* The problem
Within the records, find every line that includes the word "foliage" and copy it.

Data items:
□ □ □ □ □
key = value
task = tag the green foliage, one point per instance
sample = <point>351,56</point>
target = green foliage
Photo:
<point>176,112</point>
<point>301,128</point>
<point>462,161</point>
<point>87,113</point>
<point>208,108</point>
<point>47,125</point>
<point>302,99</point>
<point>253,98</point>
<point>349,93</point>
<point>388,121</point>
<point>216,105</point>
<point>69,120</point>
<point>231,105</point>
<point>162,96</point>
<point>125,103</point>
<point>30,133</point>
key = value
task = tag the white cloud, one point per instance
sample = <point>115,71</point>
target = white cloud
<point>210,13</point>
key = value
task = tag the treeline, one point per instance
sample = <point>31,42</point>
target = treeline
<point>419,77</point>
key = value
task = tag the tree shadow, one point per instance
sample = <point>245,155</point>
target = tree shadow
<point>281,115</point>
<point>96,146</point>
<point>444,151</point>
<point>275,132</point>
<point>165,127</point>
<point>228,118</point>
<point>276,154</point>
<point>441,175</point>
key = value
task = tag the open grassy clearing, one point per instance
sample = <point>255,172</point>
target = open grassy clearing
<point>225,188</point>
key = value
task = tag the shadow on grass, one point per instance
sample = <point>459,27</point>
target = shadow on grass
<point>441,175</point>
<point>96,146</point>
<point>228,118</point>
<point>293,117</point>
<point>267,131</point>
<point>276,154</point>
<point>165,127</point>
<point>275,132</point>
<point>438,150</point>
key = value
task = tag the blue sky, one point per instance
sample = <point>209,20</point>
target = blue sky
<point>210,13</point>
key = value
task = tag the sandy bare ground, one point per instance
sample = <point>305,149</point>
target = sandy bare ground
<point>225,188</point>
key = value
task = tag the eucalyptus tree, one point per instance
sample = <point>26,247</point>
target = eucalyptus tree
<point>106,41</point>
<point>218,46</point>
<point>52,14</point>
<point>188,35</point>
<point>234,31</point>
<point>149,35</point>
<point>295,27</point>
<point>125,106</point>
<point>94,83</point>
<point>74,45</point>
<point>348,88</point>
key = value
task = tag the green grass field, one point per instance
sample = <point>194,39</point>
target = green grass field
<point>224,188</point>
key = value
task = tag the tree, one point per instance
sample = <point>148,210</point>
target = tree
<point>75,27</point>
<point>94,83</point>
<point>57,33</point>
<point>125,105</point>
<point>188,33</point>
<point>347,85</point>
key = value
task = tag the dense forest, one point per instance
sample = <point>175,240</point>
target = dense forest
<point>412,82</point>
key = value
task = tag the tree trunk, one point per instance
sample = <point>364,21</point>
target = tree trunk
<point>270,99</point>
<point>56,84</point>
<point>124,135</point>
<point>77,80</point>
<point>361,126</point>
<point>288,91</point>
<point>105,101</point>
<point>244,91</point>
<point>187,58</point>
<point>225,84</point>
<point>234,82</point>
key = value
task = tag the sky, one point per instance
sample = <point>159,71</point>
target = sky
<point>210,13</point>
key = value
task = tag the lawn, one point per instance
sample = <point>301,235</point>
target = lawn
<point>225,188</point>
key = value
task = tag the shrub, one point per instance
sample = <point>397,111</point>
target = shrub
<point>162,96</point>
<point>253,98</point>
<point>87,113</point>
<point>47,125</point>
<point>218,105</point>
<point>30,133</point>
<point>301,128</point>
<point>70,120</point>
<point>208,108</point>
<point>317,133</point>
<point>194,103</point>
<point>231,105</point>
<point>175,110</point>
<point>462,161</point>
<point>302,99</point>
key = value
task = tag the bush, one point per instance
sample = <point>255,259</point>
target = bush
□ □ □ □ □
* Response to this exercise
task = tag the green foliage, one point per instance
target = green foliage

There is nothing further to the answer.